_INSTRUCTIONS TO FOLLOW_
Scale the lines from the start through the line that contains "[9,253,108,363]", both ends included, and write all of them out again. Multiply every box coordinate in the answers by 0.8 and round each to a whole number, with halves going up.

** begin DATA TO USE **

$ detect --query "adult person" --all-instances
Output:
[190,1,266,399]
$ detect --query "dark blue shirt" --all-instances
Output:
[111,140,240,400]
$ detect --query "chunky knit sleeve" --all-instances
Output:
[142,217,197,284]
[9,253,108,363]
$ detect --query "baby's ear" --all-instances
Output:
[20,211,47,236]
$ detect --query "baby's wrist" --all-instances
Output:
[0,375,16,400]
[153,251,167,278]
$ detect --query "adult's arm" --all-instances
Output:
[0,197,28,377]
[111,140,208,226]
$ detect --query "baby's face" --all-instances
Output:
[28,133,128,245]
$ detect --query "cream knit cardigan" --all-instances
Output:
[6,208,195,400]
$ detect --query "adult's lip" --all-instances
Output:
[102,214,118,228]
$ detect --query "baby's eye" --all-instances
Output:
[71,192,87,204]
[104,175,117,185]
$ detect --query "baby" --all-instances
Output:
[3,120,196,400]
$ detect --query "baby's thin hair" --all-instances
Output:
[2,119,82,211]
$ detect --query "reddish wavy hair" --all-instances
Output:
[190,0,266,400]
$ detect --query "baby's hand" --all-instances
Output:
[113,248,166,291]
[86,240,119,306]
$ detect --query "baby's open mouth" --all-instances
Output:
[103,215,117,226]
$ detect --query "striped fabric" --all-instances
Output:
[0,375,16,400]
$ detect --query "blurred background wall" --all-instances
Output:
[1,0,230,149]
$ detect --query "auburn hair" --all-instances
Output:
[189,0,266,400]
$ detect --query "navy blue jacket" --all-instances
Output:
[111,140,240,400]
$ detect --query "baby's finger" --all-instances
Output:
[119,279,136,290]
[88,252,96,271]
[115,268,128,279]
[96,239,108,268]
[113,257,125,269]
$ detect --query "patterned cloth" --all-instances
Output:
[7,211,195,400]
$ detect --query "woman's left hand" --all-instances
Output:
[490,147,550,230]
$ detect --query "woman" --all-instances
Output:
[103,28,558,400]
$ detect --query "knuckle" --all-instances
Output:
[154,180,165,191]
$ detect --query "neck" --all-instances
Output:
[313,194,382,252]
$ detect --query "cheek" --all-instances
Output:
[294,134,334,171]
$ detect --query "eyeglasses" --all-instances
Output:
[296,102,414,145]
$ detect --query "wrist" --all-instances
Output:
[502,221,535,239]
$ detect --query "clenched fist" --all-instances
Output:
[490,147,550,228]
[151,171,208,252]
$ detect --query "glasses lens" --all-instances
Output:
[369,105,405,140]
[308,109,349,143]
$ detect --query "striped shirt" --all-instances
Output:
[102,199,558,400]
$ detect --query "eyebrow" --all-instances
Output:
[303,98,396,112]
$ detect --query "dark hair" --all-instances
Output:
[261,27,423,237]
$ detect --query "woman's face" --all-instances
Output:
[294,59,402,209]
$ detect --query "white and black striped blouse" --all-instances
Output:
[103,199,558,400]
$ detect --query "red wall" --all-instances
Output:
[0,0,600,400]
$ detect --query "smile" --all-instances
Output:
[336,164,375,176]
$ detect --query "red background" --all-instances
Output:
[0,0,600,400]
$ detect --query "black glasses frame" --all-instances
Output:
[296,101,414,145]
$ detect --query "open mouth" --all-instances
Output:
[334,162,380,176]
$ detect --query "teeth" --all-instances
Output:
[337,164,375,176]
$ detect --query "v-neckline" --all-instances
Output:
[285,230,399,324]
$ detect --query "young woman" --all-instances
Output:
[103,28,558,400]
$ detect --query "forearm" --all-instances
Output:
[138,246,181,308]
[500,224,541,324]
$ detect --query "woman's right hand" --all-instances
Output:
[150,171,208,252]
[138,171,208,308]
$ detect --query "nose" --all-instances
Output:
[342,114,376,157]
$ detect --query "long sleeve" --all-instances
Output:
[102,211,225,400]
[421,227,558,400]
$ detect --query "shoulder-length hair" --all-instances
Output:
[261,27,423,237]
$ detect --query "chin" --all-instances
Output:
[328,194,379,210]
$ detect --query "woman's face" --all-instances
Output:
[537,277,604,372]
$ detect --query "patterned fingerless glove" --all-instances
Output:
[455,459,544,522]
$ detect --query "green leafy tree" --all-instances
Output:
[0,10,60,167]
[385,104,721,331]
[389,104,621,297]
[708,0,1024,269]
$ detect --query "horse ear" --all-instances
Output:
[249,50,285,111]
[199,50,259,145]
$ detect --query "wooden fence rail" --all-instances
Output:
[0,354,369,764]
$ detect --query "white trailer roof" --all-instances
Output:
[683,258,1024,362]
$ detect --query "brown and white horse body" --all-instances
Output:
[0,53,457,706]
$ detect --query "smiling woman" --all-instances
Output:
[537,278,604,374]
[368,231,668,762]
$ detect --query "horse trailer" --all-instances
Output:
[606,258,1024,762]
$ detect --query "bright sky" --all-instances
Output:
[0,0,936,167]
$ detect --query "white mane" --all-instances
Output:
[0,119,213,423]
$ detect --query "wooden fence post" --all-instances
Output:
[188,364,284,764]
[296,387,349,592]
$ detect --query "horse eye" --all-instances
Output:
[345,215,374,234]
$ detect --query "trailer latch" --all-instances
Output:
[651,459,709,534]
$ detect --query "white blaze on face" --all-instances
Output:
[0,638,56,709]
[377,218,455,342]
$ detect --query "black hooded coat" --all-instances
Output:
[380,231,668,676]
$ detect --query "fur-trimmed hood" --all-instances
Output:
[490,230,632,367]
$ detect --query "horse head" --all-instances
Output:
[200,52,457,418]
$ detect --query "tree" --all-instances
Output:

** end DATA TO USE **

_RESULT OF THE EXERCISE_
$ detect --query "adult person" --all-instances
Output:
[152,1,213,319]
$ detect --query "dark blue shirt" --all-instances
Output:
[89,112,192,320]
$ detect --query "chunky knit sleeve" --all-instances
Output:
[114,174,158,227]
[7,202,86,290]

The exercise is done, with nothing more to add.